• **TASK INSTRUCTIONS**: Format every line of the rows below as a two-column Markdown table headed No. and Line, numbering the lines in order and leaving out blank ones.

• **Dataset excerpt**:
** Begin **

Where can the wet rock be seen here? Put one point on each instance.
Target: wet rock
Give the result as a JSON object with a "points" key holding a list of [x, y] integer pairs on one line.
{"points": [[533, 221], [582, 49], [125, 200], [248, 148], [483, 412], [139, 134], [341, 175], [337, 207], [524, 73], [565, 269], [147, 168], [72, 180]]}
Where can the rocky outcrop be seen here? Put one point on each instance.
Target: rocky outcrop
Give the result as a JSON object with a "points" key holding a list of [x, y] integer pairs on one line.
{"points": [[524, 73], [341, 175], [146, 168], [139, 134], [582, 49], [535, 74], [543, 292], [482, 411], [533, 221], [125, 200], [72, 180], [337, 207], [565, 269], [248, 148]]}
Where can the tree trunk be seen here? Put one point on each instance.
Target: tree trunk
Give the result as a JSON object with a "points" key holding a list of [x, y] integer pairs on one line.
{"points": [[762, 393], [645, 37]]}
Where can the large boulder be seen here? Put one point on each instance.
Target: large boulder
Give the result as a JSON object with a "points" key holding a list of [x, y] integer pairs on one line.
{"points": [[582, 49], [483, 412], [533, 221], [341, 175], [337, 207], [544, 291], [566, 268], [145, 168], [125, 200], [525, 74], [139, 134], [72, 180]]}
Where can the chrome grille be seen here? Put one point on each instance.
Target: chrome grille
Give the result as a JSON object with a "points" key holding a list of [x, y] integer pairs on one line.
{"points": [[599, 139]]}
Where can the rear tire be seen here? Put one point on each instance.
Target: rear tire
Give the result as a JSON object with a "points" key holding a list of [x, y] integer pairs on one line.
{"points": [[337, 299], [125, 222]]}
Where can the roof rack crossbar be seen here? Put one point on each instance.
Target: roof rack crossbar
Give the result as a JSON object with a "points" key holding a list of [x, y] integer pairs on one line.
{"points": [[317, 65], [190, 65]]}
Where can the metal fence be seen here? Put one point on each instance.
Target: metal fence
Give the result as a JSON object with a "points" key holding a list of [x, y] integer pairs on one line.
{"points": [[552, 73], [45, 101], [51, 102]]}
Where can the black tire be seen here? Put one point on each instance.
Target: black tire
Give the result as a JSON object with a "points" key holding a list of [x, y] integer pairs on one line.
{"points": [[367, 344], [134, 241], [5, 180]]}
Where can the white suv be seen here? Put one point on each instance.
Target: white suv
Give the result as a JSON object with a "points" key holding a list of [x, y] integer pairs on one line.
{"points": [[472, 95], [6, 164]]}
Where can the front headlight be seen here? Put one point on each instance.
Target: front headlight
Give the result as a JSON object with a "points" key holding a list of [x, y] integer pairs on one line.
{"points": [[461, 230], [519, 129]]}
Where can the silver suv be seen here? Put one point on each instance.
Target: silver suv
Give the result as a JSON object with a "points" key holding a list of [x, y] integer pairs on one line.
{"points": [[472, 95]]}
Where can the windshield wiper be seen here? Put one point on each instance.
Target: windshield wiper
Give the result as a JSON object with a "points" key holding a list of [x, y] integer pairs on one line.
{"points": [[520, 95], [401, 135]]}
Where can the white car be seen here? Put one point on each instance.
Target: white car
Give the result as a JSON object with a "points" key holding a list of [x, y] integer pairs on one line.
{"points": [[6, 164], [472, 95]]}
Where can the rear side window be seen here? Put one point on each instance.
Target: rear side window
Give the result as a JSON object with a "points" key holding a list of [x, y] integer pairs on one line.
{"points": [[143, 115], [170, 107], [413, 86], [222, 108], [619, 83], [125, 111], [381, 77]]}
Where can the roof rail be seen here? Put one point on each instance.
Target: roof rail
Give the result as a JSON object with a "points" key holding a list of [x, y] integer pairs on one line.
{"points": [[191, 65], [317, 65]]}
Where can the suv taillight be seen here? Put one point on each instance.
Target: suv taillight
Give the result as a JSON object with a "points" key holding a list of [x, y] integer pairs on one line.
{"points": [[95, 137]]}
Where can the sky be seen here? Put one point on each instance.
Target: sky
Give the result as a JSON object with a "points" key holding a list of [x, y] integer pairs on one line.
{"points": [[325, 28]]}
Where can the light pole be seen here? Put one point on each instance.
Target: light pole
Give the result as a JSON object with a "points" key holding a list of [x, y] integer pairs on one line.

** End **

• **ANSWER IN FULL**:
| No. | Line |
|---|---|
| 1 | Where can the wet rock be seen here? Put one point on each instance. |
| 2 | Target: wet rock |
| 3 | Give the result as a JSON object with a "points" key holding a list of [x, y] integer pairs on one line. |
| 4 | {"points": [[533, 221], [582, 49], [125, 200], [248, 148], [483, 412], [139, 134], [341, 175], [337, 207], [524, 73], [565, 269], [147, 168], [72, 180]]} |
| 5 | Where can the rocky outcrop be seen here? Put one point on each instance. |
| 6 | Target: rocky outcrop |
| 7 | Give the result as a JSON object with a "points" key holding a list of [x, y] integer pairs on one line. |
| 8 | {"points": [[524, 73], [341, 175], [146, 168], [139, 134], [582, 49], [535, 74], [543, 292], [482, 411], [533, 221], [125, 200], [72, 180], [337, 207], [565, 269], [248, 148]]} |
| 9 | Where can the tree trunk be seen here? Put one point on each instance. |
| 10 | Target: tree trunk |
| 11 | Give the result as a JSON object with a "points" key holding a list of [x, y] integer pairs on one line. |
| 12 | {"points": [[762, 393], [645, 37]]} |
| 13 | Where can the large boulder be seen here? Put one point on each instance. |
| 14 | Target: large boulder |
| 15 | Give the result as a JSON object with a "points" key holding a list of [x, y] integer pairs on one line. |
| 16 | {"points": [[582, 49], [483, 412], [533, 221], [341, 175], [337, 207], [544, 291], [566, 268], [145, 168], [125, 200], [525, 74], [139, 134], [72, 180]]} |
| 17 | Where can the chrome grille be seen here? Put one point on each instance. |
| 18 | Target: chrome grille |
| 19 | Give the result as a JSON object with a "points" key holding a list of [x, y] integer pairs on one line. |
| 20 | {"points": [[599, 139]]} |
| 21 | Where can the rear tire be seen here? Put one point on each instance. |
| 22 | Target: rear tire |
| 23 | Give the result as a JSON object with a "points" key holding a list of [x, y] integer pairs on one line. |
| 24 | {"points": [[337, 299], [125, 222]]} |
| 25 | Where can the roof rack crossbar be seen here? Put one point on each instance. |
| 26 | Target: roof rack crossbar |
| 27 | Give the result as a JSON object with a "points" key holding a list of [x, y] integer pairs on one line. |
| 28 | {"points": [[317, 65], [190, 65]]} |
| 29 | Where can the metal fence be seen here? Put one point on each instance. |
| 30 | Target: metal fence |
| 31 | Give the result as a JSON object with a "points" key holding a list of [x, y] integer pairs on one line. |
| 32 | {"points": [[552, 73], [45, 101], [51, 102]]} |
| 33 | Where can the black tire be seen here? Put one point on each instance. |
| 34 | Target: black tire |
| 35 | Give the result as a JSON object with a "points" key holding a list of [x, y] integer pairs on one line. |
| 36 | {"points": [[367, 344], [134, 241], [5, 180]]} |
| 37 | Where can the white suv be seen here? Put one point on each instance. |
| 38 | Target: white suv |
| 39 | Give the result as a JSON object with a "points" key holding a list of [x, y] integer pairs on one line. |
| 40 | {"points": [[472, 95], [6, 164]]} |
| 41 | Where can the front headlight be seen here? Put one point on each instance. |
| 42 | Target: front headlight |
| 43 | Give the result as a JSON object with a "points" key holding a list of [x, y] integer pairs on one line. |
| 44 | {"points": [[461, 230], [519, 129]]} |
| 45 | Where can the silver suv be seen here? Put one point on each instance. |
| 46 | Target: silver suv |
| 47 | Give the result as a JSON object with a "points" key holding a list of [x, y] integer pairs on one line. |
| 48 | {"points": [[472, 95]]} |
| 49 | Where can the windshield wiper be seen here? Put one point on each instance. |
| 50 | Target: windshield wiper |
| 51 | Give the result as a JSON object with a "points" key holding a list of [x, y] integer pairs on one line. |
| 52 | {"points": [[520, 95], [401, 135]]} |
| 53 | Where can the white car be seen here? Put one point on each instance. |
| 54 | Target: white car |
| 55 | Give the result as a JSON object with a "points" key holding a list of [x, y] integer pairs on one line. |
| 56 | {"points": [[6, 164], [472, 95]]} |
| 57 | Where can the rear side window be seen here? Put one point on each instance. |
| 58 | Target: rear side window |
| 59 | Give the result as a JSON object with a "points" key holding a list of [x, y] integer pairs on one line. |
| 60 | {"points": [[143, 115], [170, 107], [413, 86], [222, 108], [619, 83], [125, 111], [381, 77]]} |
| 61 | Where can the roof rail be seen here? Put one point on each instance. |
| 62 | Target: roof rail |
| 63 | Give the result as a JSON object with a "points" key holding a list of [x, y] integer pairs on one line. |
| 64 | {"points": [[191, 65], [317, 65]]} |
| 65 | Where can the suv taillight be seen here? Put one point on each instance. |
| 66 | Target: suv taillight |
| 67 | Give the result as a JSON object with a "points" key holding a list of [x, y] integer pairs on one line. |
| 68 | {"points": [[95, 137]]} |
| 69 | Where can the sky be seen here? Put one point on each instance. |
| 70 | Target: sky |
| 71 | Give the result as a JSON object with a "points" key holding a list of [x, y] integer pairs on one line. |
| 72 | {"points": [[325, 28]]} |
| 73 | Where can the light pole be seen here? Put one point on each instance. |
| 74 | Target: light pole |
| 75 | Give the result as a JSON object with a "points" key holding a list of [x, y] integer pairs on one line. |